SOURCE PASSAGE:
Aspergillus nidulans A Model for Study of Form and Asexual Reproduction

As life processes became domesticated in laboratories, a need to optimize observations led to choices of more suitable material. ... But the choices and changes of organism gradually improved our sense of the workings of living things, usually focusing on one attribute at a time.

Rowland H. Davis

Many fungi produce conidia on special hyphal branches called conidiophores. These are elaborate structures as the inflorescences of higher plants—for example, like the branching of a bunch of grapes, a spike of wheat or a capitulum of dandelion. The conidiophore is a morphological device for the rapid production in a small space of a large number of asexual (mitotically derived) reproductive spores that can be liberated and disseminated by air current, the splash of rain or insects. Conidiophores in different species are of different morphology and this is an important criterion in their identification. Because of the rapid production of large numbers of loose conidia that can be disseminated, fungi are notorious in causing epidemic in plants, spoilage of food and contamination in the laboratory unless precautions are taken.

Aspergillus nidulans (Ascomycotina) is an example of a fungus that illustrates the basic strategy of asexual reproduction. Its conidiophore is a multicellular structure comprised of a relatively small number of cell types, developing in an orderly manner and in a precisely timed sequence. Each of its conidia has a single nucleus, providing a convenient source of identical haploid cells that can be mutagenized for the production of developmental mutants. The phenotype of a colony derived from a single spore is dependent only on the genotype of the nucleus. A collection of different mutants with altered conidiophore morphology can be arranged to determine the time-line of sequence in the differentiation of a multicellular structure. Moreover, the fungus is homothallic, meaning that there is no mating type barrier for sexual reproduction; crosses can be made between any two parents. Because of these features, Timberlake and colleagues chose this fungus and developed transformation protocols, gene replacement and gene disruption techniques for understanding how a multicellular structure is formed for performing a specific function.

PARTS OF THE EXERCISE:
[A] Answer these from the Aspergillus passage:
(i) What are the special hyphal branches on which many fungi produce conidia called?
(ii) How many nuclei does each conidium of Aspergillus nidulans have?
(iii) What does it mean that the fungus is homothallic?
[B] Update the part of the Aspergillus passage that opens with "As life processes" and closes with "attribute at a time.", replacing "laboratories" with "research facilities".
Rely only on the Aspergillus passage when answering.

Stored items

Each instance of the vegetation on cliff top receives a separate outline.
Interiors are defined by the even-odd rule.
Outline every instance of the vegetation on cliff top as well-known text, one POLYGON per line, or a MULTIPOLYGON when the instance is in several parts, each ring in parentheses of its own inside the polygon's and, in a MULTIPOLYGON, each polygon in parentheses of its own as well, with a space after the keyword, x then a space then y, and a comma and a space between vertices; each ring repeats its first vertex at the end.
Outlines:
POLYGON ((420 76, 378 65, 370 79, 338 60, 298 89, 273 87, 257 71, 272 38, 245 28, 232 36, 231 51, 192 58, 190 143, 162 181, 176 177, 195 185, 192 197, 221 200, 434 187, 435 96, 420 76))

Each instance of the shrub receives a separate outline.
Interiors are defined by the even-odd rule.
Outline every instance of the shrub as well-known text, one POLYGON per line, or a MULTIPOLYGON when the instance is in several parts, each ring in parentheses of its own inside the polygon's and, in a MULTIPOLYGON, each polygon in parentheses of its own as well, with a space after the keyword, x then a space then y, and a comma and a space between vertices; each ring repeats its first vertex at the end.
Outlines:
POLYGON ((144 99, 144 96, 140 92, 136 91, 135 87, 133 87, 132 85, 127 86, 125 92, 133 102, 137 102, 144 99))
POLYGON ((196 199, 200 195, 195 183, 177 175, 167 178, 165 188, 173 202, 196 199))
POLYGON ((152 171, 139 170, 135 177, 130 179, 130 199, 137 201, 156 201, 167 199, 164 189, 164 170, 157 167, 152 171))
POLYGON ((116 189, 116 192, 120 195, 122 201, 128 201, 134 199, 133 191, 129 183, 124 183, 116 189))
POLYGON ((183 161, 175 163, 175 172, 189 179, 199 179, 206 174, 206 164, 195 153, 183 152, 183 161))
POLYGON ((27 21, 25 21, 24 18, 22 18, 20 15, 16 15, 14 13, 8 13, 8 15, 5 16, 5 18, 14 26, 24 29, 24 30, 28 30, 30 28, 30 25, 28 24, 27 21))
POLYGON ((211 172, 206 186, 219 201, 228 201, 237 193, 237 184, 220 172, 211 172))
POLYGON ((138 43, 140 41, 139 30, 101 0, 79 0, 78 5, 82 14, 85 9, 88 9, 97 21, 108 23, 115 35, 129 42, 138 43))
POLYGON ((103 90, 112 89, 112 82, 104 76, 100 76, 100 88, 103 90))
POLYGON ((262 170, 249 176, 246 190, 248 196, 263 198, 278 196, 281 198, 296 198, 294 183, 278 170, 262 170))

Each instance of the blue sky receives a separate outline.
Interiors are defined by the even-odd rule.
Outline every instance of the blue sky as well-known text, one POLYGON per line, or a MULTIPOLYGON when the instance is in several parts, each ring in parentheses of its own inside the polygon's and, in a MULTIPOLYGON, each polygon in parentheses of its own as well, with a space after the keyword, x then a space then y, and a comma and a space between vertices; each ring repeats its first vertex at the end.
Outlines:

SOLUTIONS TO EACH TASK:
[A]
(i) Conidiophores.
(ii) A single nucleus.
(iii) There is no mating type barrier for sexual reproduction, so crosses can be made between any two parents.

[B]
As life processes became domesticated in research facilities, a need to optimize observations led to choices of more suitable material. ... But the choices and changes of organism gradually improved our sense of the workings of living things, usually focusing on one attribute at a time.